(Exercise description): Summarize the lamprey motoneuron abstract in two sentences.

Segmental Distribution of Common Synaptic Inputs to Spinal Motoneurons During Fictive Swimming in the Lamprey

James T. Buchanan and Stefan Kasicki

Department of Biology, Marquette University, Milwaukee, Wisconsin 53201-1881

Buchanan, James T. and Stefan Kasicki. Segmental Distribution of Common Synaptic Inputs to Spinal Motoneurons During Fictive Swimming in the Lamprey. J. Neurophysiol. 82: 1156-1163, 1999. These experiments were designed to measure the degree of shared synaptic inputs coming to pairs of myotomal motoneurons during swimming activity in the isolated spinal cord of the lamprey. In addition, the experiments measured the decrease in the degree of shared synaptic inputs with the distance between the motoneurons to assess the segmental distribution of these shared inputs. Intracellular microelectrode recordings of membrane potential were made simultaneously on pairs of myotomal motoneurons during swimming activity induced with an excitatory amino acid. The swim cycle oscillations of motoneuron membrane potentials were removed with a digital notch filter, thus leaving the fast synaptic activities that underlie these slower oscillations. Cross-correlations of the fast synaptic activities in two simultaneously recorded motoneurons were made to measure the degree of shared inputs. The cross-correlation was done on time windows restricted to one swim cycle or to part of a swim cycle, and 50 consecutive swim cycle cross-correlograms then were averaged. The peak coefficients of the cross-correlations exhibited a wide range, even for pairs of motoneurons located near one another (range = 0.06-0.74, for pairs located within 2 segments). This observation suggests that there may be different functional classes of myotomal motoneurons with inputs originating from different sets of premotor interneurons. In spite of this variability, the mean peak correlation coefficients of motoneuron pairs clearly decreased with the distance between them. With separations of more than five segments, there was little or no clear correlation between the motoneurons (range = 0.04-0.10). These results suggest that common synaptic inputs to motoneurons during fictive swimming originate from local premotor interneurons and that beyond five spinal segments, common premotor inputs are rare or weak to motoneurons. Thus the premotor signals originating from the locomotor network have relatively short distribution lengths, on the order of 5 segments of 120 total spinal segments.

(Data shown):
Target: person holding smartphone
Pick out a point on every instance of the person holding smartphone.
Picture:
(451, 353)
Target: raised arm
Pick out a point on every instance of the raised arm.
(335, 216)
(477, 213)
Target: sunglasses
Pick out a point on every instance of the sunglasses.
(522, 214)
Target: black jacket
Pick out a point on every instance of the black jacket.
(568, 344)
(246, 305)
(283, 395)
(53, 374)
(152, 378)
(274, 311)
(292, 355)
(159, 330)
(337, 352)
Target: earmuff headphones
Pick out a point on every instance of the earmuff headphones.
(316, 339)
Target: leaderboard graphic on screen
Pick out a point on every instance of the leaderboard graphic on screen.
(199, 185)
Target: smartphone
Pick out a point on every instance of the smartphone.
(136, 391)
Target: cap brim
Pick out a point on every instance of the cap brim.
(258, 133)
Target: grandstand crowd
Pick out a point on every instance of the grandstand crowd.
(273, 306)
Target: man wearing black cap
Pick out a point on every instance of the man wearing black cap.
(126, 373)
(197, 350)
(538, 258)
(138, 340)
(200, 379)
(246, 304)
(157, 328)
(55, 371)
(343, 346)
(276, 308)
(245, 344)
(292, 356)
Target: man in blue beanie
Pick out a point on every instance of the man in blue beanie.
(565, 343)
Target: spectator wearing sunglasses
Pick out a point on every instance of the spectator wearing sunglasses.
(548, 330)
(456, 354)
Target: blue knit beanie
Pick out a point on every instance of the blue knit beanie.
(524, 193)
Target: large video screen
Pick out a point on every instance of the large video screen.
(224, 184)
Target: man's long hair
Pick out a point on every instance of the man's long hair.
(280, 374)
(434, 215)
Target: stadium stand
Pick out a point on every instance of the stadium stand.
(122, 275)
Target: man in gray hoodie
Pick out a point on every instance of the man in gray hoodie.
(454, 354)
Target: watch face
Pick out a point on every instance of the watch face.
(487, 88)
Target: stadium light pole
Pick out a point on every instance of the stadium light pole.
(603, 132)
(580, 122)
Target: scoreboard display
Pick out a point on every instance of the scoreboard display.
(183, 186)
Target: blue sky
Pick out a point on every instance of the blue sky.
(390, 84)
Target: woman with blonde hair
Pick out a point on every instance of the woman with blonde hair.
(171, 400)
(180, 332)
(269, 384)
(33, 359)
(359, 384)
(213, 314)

(Solution for this problem): The experiments recorded pairs of myotomal motoneurons in the isolated lamprey spinal cord during fictive swimming and cross-correlated their fast synaptic activities to measure shared inputs and how those inputs fall off with distance. Correlation varied widely even between nearby pairs but decreased with separation and was little or absent beyond five segments, suggesting that common premotor inputs come from local interneurons and spread only about 5 of 120 spinal segments.